Maria Jamile José, advogada de Roberto Dias, apontou a ilegalidade da ordem de prisão, destacando que não havia fundamentos suficientes.
“A prisão decretada ontem na CPI foi absolutamente ilegal e abusiva, seja porque não configurado qualquer crime de falso testemunho, já que não havia prova da suposta falsidade — e sim mera divergência de versões —, seja porque a sessão já havia sido encerrada, tendo sido reaberta, concomitantemente à Ordem do Dia no Senado Federal, com o fim único e exclusivo de que fosse decretada a prisão do depoente.”
O episódio também preocupou outros advogados, como o criminalista Alberto Toron, para quem a ordem de prisão “desmerece as melhores tradições do nosso Senado”, chegando a configurar abuso de autoridade. Toron ressaltou o fato de que, apesar de Dias estar sendo ouvido como testemunha, era óbvio que se tratava ali de um investigado, que teve seus direitos violados.
“É evidente, malgrado ele tivesse sido qualificado como testemunha, que, pela natureza das indagações, ele era investigado. Como investigado, ele tem não apenas o direito de permanecer calado, o direito de não se autoincriminar, e até de dar uma versão aos fatos que seja fantasiosa. A prisão dele é a consagração do arbítrio ao vivo e em cores. Lamentável episódio, que corporifica até mesmo o crime de abuso de autoridade.”
O criminalista José Roberto Batochio concorda. “Além de escancarado arbítrio, houve grosseiro equívoco jurídico: prisão em flagrante não se ‘decreta’, mas ao que se encontra em situação de flagrância, ‘autua-se’!”, declarou.
“Ademais, investigado ou acusado não comete jamais, no nosso sistema, delito de falso testemunho. A Constituição da República assegura ao investigado ou ao acusado a liberdade de dizer (ou não dizer) o que bem entender, por isso que não deve nunca ser compromissado como testemunha, como é óbvio. É o direito de não ser obrigado a se incriminar.”
À Folha de S.Paulo, o advogado Gustavo Badaró também tinha afirmado que Roberto Dias não poderia ter sido preso por falso testemunho, já que ele era investigado. Segundo Badaró, os senadores que foram alvos da Lava-Jato agora se comportam como seus algozes.

=== Dados disponíveis ===
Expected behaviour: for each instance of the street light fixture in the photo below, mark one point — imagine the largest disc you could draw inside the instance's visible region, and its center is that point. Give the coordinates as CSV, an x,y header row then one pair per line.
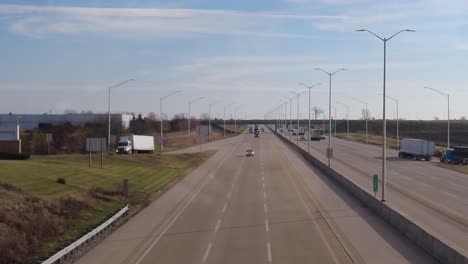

=== Lista de exercícios ===
(a) Segundo o trecho sobre a prisão de Roberto Dias, quem é a advogada dele?
(b) Atualize a passagem do trecho sobre a prisão de Roberto Dias que começa em "À Folha de S.Paulo, o" e termina em "como seus algozes.", trocando "senadores" por "parlamentares", e escreva-a de novo.
Os dados são um material à parte, sem relação com o trecho.

=== Respostas ===
(a) Maria Jamile José.

(b)
À Folha de S.Paulo, o advogado Gustavo Badaró também tinha afirmado que Roberto Dias não poderia ter sido preso por falso testemunho, já que ele era investigado. Segundo Badaró, os parlamentares que foram alvos da Lava-Jato agora se comportam como seus algozes.